Pointing records
** begin **

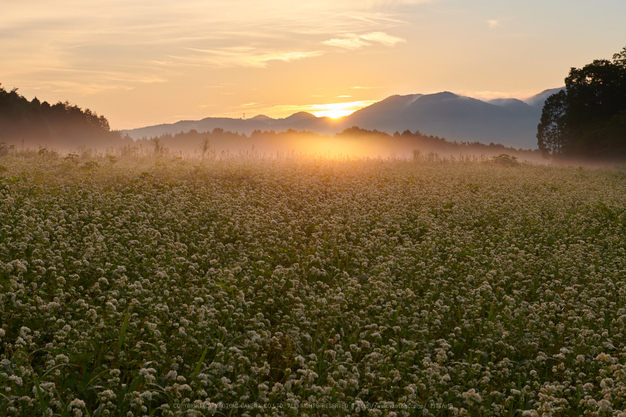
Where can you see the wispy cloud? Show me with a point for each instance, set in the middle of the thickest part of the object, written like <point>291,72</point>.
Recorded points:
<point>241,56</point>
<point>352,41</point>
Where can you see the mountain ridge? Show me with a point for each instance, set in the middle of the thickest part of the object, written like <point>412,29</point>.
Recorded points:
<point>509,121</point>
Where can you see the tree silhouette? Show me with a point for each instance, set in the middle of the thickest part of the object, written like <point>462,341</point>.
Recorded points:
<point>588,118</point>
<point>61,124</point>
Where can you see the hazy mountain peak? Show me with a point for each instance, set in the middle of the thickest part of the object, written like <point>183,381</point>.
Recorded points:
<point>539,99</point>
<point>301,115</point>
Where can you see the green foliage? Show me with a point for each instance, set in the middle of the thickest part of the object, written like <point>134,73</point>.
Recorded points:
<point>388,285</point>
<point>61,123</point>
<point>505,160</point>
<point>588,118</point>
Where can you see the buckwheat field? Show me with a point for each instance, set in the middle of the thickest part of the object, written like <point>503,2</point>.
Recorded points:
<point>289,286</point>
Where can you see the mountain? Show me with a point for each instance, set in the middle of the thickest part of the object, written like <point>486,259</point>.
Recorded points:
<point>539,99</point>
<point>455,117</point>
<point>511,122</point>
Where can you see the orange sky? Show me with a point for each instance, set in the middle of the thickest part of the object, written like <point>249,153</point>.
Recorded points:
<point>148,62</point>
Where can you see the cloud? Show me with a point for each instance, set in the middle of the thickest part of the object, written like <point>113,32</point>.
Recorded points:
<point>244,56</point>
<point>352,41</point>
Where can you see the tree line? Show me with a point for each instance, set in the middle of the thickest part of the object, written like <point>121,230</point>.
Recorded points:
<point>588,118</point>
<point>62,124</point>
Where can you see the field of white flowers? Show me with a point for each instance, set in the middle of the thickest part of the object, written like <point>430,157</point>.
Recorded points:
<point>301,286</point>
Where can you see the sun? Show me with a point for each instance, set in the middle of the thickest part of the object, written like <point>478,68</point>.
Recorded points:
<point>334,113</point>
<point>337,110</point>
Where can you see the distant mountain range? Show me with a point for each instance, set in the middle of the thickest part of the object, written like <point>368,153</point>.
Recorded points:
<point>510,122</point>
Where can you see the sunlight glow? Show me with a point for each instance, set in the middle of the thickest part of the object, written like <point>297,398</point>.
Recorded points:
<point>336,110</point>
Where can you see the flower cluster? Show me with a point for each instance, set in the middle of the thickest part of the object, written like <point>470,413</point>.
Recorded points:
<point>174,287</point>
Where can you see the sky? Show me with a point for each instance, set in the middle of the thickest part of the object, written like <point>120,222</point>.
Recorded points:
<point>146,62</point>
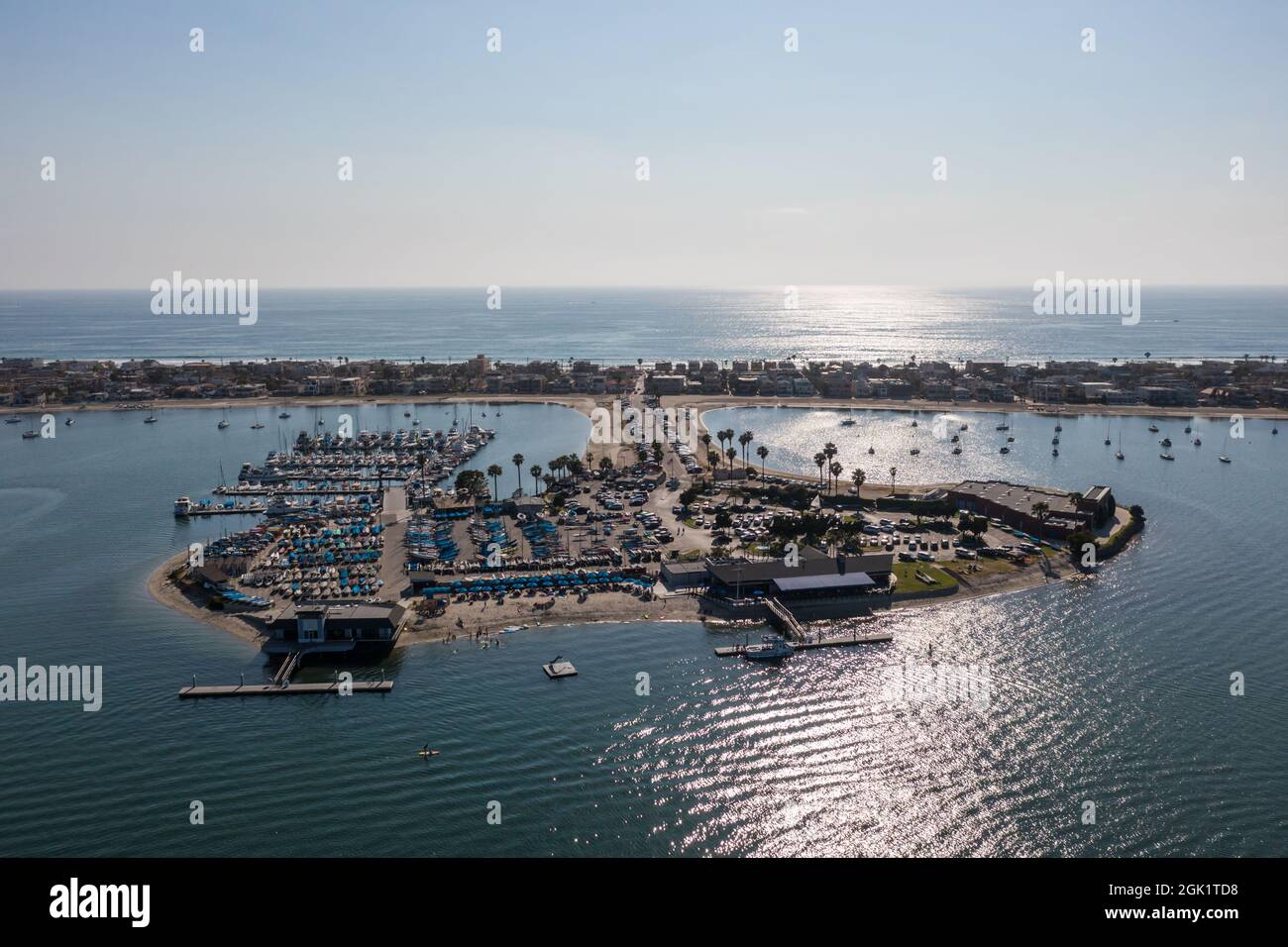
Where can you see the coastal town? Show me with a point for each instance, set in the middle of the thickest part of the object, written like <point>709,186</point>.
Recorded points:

** end **

* [Given task]: Retype exactly the lines above, starting at the line containing "Where can you see the sunlight" and ending with the last line, both included; leave out the pictures.

* [Result]:
Where can you see the sunlight glow? Show me with a point for each instance, set in the middle of the thickest part of the object, written like <point>297,398</point>.
Recorded points:
<point>336,110</point>
Where can you see the flower cluster? Show me with a point for each instance, set in the middle of the thickest part of the object, written like <point>470,413</point>.
Recorded points:
<point>174,287</point>
Where can you see the sky? Show me with a point for each instance, set in the middle of the thickest part of the object, written like <point>120,222</point>.
Recorded points:
<point>146,62</point>
Where can you see the coastal town? Show me with a point for each instance, set in the middle of the thickest part of the object, written like <point>709,186</point>.
Recorded points:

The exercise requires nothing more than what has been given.